### TASK GOAL:
Return every entry below exactly as written, minus the pictures.

Text-to-region grounding data:
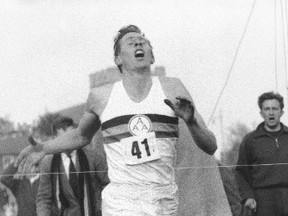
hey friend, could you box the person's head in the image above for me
[258,91,284,131]
[114,25,155,73]
[52,116,76,137]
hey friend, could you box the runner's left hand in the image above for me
[164,97,196,124]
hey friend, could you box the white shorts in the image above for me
[102,183,178,216]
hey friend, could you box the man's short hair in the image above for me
[258,91,284,110]
[113,25,143,58]
[52,116,76,135]
[113,25,153,73]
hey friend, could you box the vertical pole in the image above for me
[275,0,279,92]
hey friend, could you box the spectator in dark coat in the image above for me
[36,116,109,216]
[236,91,288,216]
[0,162,39,216]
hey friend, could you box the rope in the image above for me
[2,162,288,178]
[207,0,258,127]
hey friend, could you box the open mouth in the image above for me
[269,117,275,121]
[135,50,144,58]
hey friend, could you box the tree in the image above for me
[0,117,32,138]
[0,117,15,136]
[16,122,31,135]
[218,122,253,216]
[32,112,61,141]
[220,122,252,166]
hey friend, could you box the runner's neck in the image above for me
[122,75,153,103]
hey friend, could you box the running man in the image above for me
[15,25,217,215]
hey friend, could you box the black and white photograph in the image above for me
[0,0,288,215]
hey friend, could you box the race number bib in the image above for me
[121,132,160,165]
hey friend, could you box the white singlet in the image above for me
[100,77,179,215]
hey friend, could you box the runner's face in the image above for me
[260,99,283,130]
[116,32,154,72]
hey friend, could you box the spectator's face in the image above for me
[260,99,283,130]
[115,32,154,72]
[56,125,74,137]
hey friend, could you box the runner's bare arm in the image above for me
[188,108,217,155]
[15,92,101,173]
[40,111,101,154]
[161,77,217,155]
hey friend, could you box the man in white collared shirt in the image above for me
[61,150,76,179]
[36,116,109,216]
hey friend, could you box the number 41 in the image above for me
[131,138,151,159]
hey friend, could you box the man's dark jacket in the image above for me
[236,122,288,201]
[0,163,39,216]
[37,148,109,216]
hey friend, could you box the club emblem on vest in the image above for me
[128,115,152,136]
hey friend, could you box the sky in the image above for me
[1,0,288,151]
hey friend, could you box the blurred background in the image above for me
[0,0,287,215]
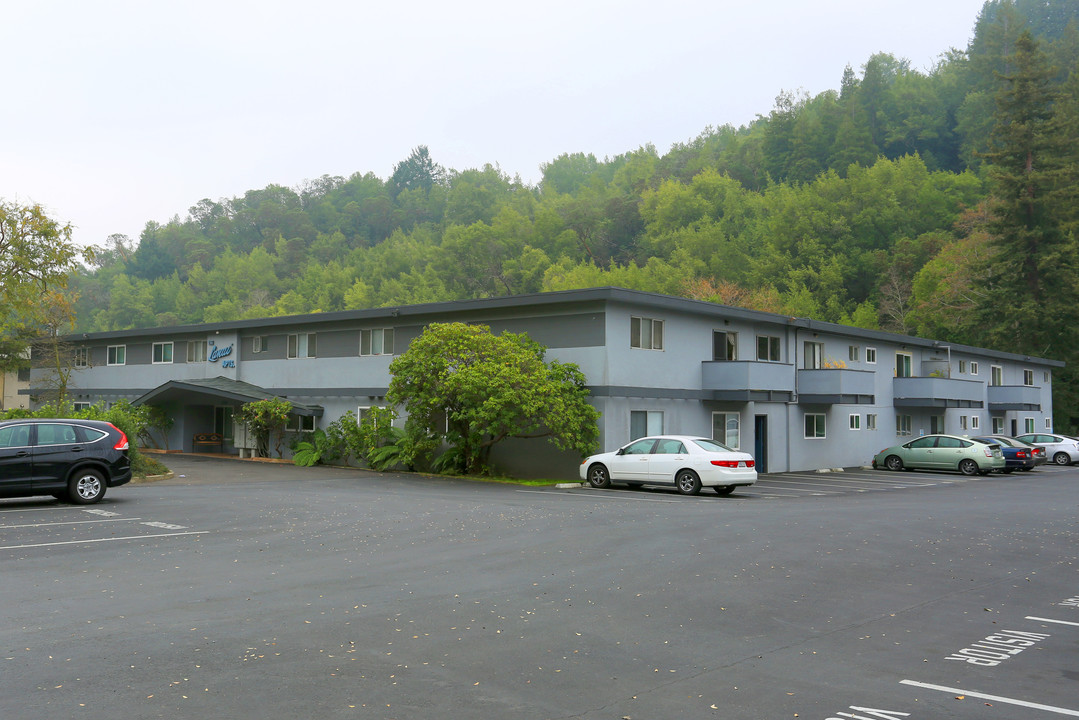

### WRITTEN RESPONSE:
hey friend, could you box the person's head in the image above for me
[258,91,284,131]
[114,25,155,73]
[52,116,76,137]
hey friend, could you box the runner's left hand in the image above for me
[164,97,196,124]
hey friend, could you box the white shorts in the image above for me
[102,183,178,216]
hey friend, could you box the man's short hair in the image above for me
[258,91,284,110]
[113,25,143,58]
[52,116,76,135]
[113,25,153,73]
hey friend, could you box the vertical pole in the image above for me
[275,0,279,92]
hey friend, could you box the spectator in dark coat in the image above for me
[36,116,109,216]
[236,91,288,216]
[0,162,39,216]
hey friend, could you box the rope in the image above for me
[2,162,288,178]
[207,0,258,127]
hey friend, could you box the open mouth in the image above for me
[269,117,275,121]
[135,50,144,58]
hey friend, could you box the tree in the image above for me
[0,117,32,138]
[0,117,15,136]
[16,122,31,135]
[218,122,253,216]
[32,112,61,141]
[220,122,252,166]
hey friend, could you box the runner's neck in the image above for me
[122,75,153,103]
hey friend, could you box the running man in the image above for me
[15,25,217,215]
hey friend, could you box the black and white photograph in the image above for me
[0,0,288,215]
hey friend, could you box the race number bib in the image above for me
[121,132,160,165]
hey friend, could you box the white singlet in the image above for me
[100,77,179,215]
hey friend, could you box the runner's face in the image above for me
[260,99,283,130]
[116,32,154,72]
hey friend, could you box the spectator's face in the image above for me
[260,99,283,130]
[115,32,154,72]
[56,125,74,137]
hey friend, could you box the runner's bare arm in the image above for me
[188,108,217,155]
[15,92,101,173]
[40,111,101,154]
[161,77,217,155]
hey friend, could you box the man in white collared shirt in the image above for me
[61,150,76,179]
[36,116,109,216]
hey friend, could you box the number 41 in the image above for me
[131,138,151,159]
hey friend, could you box the man's dark jacket in the image above for me
[236,122,288,201]
[0,163,39,216]
[37,148,109,216]
hey friend, could you box the club emblem on vest in the image above for me
[128,115,152,136]
hey friend, could you box the sky in the image above for me
[1,0,288,151]
hey friend, could you box the blurred background in the image above for me
[0,0,287,215]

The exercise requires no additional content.